-- INSTRUCTIONS FOR THE TASK --
Only the lines that hold the word "dark" are wanted from this listing.

○ ○ ○ ○

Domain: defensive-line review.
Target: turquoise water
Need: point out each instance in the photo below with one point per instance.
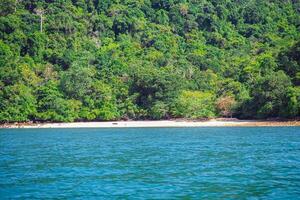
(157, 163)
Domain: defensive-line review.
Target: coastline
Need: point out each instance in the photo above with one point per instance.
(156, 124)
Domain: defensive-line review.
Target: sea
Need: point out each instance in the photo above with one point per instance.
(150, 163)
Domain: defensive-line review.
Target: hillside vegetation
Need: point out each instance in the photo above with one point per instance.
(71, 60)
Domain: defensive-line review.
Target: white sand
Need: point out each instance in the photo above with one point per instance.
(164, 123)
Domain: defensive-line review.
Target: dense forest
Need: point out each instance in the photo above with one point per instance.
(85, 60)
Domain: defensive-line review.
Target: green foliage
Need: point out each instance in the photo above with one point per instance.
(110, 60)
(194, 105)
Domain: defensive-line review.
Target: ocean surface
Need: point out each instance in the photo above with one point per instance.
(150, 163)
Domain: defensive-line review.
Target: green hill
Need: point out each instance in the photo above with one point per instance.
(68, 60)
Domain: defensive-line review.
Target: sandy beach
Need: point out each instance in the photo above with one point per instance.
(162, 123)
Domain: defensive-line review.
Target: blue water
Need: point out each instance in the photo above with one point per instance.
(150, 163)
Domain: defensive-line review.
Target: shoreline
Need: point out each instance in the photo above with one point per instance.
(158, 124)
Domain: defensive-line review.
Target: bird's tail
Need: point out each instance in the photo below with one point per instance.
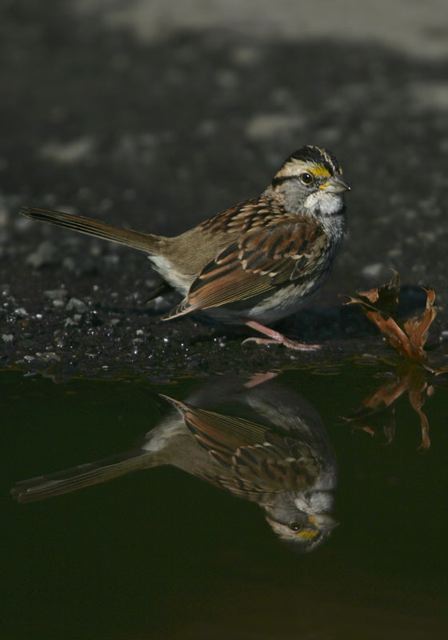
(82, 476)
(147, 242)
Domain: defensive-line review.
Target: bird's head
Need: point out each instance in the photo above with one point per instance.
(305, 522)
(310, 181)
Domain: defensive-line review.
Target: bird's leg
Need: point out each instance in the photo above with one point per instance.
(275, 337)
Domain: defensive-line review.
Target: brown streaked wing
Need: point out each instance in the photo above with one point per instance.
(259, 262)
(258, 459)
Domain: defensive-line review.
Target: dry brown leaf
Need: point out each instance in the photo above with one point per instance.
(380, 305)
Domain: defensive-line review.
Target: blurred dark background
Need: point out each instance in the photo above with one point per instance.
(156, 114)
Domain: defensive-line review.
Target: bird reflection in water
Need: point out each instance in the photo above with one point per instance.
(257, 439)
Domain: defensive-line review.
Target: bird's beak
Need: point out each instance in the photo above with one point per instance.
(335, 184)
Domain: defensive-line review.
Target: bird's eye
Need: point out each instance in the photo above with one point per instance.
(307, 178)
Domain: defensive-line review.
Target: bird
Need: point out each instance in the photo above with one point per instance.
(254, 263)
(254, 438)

○ ○ ○ ○

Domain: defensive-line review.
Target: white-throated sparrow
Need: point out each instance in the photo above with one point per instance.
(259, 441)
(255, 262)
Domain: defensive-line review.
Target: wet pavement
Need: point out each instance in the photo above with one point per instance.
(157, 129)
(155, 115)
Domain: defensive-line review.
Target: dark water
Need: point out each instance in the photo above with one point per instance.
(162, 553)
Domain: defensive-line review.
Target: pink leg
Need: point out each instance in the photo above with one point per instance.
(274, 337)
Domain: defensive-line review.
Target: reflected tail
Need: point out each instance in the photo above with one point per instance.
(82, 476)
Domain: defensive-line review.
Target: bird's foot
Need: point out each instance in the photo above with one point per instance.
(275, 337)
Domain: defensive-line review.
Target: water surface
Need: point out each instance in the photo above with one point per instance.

○ ○ ○ ○

-- TASK OUTPUT --
Target: blurred dark background
Target: dark water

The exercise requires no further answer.